* Task instructions:
Carry the news article on starvation in besieged Madaya forward from its final sentence, keeping its reporting style.

For many in Madaya, emergency aid is too late

Emergency aid to Syria due to arrive this weekend is still not enough as dozens die each day from starvation and hunger in besieged Madaya.
4 min read
08 January, 2016
People in cities across the world have protested against Western and Arab inaction [AFP]

Two people will lose their lives to starvation and another 50 from diseases over the next 24 hours, according to Syrian activists in Madaya.

The United Nations is expected to deliver aid to the besieged town this weekend, but starvation has reached such a critical level that dozens could die by then.

"According to a doctor in Madaya, 50 people are going to lose their lives in the next 24 hours unless aid reaches Madaya right now," said Muzna al-Naib, spokesperson for Syria Solidarity UK.

"There are cases of diarrhoea, malnutrition, hepatitis, and people are being poisoned because they are eating pets and leaves."

Poisoned and starved

Despite rumours on social media, no aid has yet arrived to the blockaded Damascus suburb.

On Friday, 23 people died from starvation according to Medicins Sans Frontiers.

It is the weakest and most frail in Madaya who are falling victim to starvation - six of the victims were babies aged under one, and five were aged over 60.

The group said that pharmacy shelves are empty and there is a growing queue of dying civilians outside makeshift hospitals waiting to be saved by medics.

[Records from a collection]
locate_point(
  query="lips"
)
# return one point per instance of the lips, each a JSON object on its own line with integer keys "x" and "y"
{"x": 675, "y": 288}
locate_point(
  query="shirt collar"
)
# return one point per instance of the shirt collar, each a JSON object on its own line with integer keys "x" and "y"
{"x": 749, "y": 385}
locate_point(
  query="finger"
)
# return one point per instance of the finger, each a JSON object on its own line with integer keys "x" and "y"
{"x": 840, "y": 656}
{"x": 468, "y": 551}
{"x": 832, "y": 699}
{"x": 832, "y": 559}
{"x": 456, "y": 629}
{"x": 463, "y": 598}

* * *

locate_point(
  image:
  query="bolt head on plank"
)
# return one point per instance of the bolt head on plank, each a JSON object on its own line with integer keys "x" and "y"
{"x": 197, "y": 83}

* Result:
"[They] are even resorting to feeding severely malnourished children with medical syrups as they are the only source of sugar and energy, thereby accelerating the consumption of the few remaining medical supplies," said Brice de le Vingne, MSF Director of operations.

"As well as supplying food, an immediate medical evacuation of sick patients, and an urgent resupply of medicines is the only way to stave off a situation that is now catastrophic."

Madaya has been under a crippling siege from the Syrian regime and Hizballah fighters for 200 days and on Thursday - after mounting pressure - Damascus finally agreed to allow in aid.

But every delay costs lives and it is still not certain if the UN will be able to deliver desperately needed food and medical supplies after countless broken truces and promises by the regime.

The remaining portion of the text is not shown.